▶ [Exercise goal]:
Starting at the line that contains "One marker serves each instance of the perforated" and running through the end of the items, rewrite those lines with "colorful graffiti" swapped for "spray-painted mural", leaving everything else unchanged.

◇ ◇ ◇

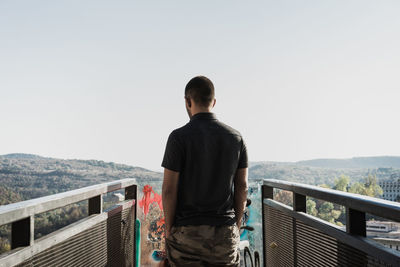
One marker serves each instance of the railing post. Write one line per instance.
(96, 205)
(131, 192)
(299, 205)
(355, 222)
(266, 192)
(299, 202)
(22, 232)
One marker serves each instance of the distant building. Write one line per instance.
(391, 189)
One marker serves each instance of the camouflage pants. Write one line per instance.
(203, 245)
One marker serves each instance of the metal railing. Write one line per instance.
(294, 238)
(104, 238)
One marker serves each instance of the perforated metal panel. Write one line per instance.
(278, 238)
(290, 242)
(109, 243)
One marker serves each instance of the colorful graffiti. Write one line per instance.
(152, 227)
(151, 216)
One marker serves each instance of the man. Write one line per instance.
(205, 185)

◇ ◇ ◇

▶ [Completed task]:
One marker serves each instance of the perforated metal panel. Write one line per instance.
(278, 238)
(290, 242)
(109, 243)
One marker serves each instance of the spray-painted mural. Write one line per instance.
(152, 227)
(151, 216)
One marker serves each instance of the man. Write one line per instance.
(205, 185)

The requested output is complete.